News and Media
New partnership brings Toronto researchers together to better understand the molecular origins of breast cancer

Slide preperation

Researchers from the Lunenfeld-Tanenbaum Research Institute at Mount Sinai Hospital have enlisted the help of OICR’s Transformative Pathology Program in their ongoing research to identify common biomarkers for breast cancer – and ultimately to better diagnose and target treatment for patients.


Dr. Irene Andrulis is a molecular biologist at the Lunenfeld-Tanenbaum Research Institute at Mount Sinai Hospital in Toronto and pioneer in the field of breast cancer research. Almost 20 years ago her lab established two patient cohorts to study and better understand breast cancer.

One is the Ontario Familial Breast Cancer Registry, which has studied a cohort of women and their families over the last two decades to follow their outcomes after diagnosis, risk of secondary cancers and risk of cancer in their family members. The other cohort is made up specifically of node negative breast cancer patients (patients whose breast cancer had not spread to the lymph nodes when diagnosed) from the Toronto area. Andrulis and her team are looking at their tumours for changes at the molecular level.

The findings generated from both studies are being used to help identify common biomarkers that can be used to better diagnose disease and to help target treatments for breast cancer patients.

Both cohorts have provided a huge amount of important data for Andrulis and her team over the past two decades. Now Andrulis is working with Dr. John Bartlett’s Transformative Pathology group at OICR on a project called “Validation of lymphocytic infiltration as biomarkers of breast cancer” to get more information from the samples collected, some of which technology did not allow at the time of collection.

The group is working with over 1,000 tissue samples and training staff in Andrulis’ lab to help in the development of new tests.

“For the women diagnosed a long time ago, we don’t have molecular information,” Andrulis says. “But we do have information on long term follow up to work with where we can see how patients have responded to the treatment they received. That’s a tremendous amount of information about risk factors, epidemiological data and family data. In terms of our own research now we want to pull all that data together.”

The Transformative Pathology Program at OICR is identifying particular characteristics of breast cancer tissue at the molecular level using a technique called immunohistochemistry in order to help better classify them for treatment and validation of biomarkers. Immunohistochemistry is especially useful in assessing which tumours are most likely to respond to therapy, and those that will not. The group is working with over 1,000 tissue samples and training staff in Andrulis’ lab to help in the development of new tests.

In the node-negative breast cancer cohort, the teams are working together studying one particular protein of potential interest. Bartlett was also able to provide access to additional sample cohorts because of another collaborative study, which will be used to validate the findings in Andrulis’ cohort. In doing so, they can ensure the findings are reproducible and accurate.
· · ·
▶ [WHAT YOU ARE ASKED TO DO]
Can you update the breast cancer partnership article from the part that opens with the words containing "In the node-negative" through the part that closes with "reproducible and accurate.", replacing "protein" with "molecule"? Rely on the breast cancer partnership article alone.
· · ·
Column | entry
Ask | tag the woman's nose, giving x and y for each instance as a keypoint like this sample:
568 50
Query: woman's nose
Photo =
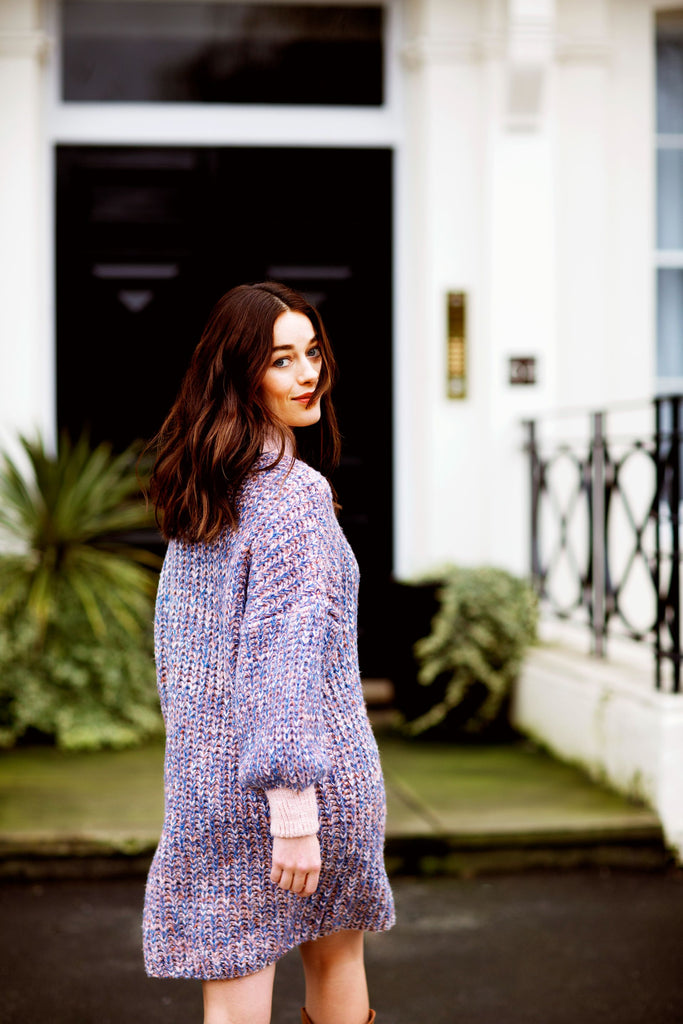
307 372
· · ·
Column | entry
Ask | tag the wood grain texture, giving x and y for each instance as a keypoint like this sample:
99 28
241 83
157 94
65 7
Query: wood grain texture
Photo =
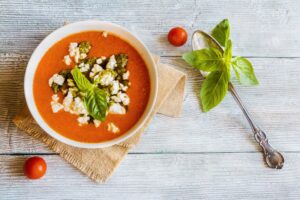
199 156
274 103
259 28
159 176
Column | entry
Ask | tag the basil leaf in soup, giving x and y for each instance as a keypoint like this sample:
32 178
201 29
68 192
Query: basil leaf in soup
· · ·
▶ [THE ANSWER]
In the node-negative breast cancer cohort, the teams are working together studying one particular molecule of potential interest. Bartlett was also able to provide access to additional sample cohorts because of another collaborative study, which will be used to validate the findings in Andrulis’ cohort. In doing so, they can ensure the findings are reproducible and accurate.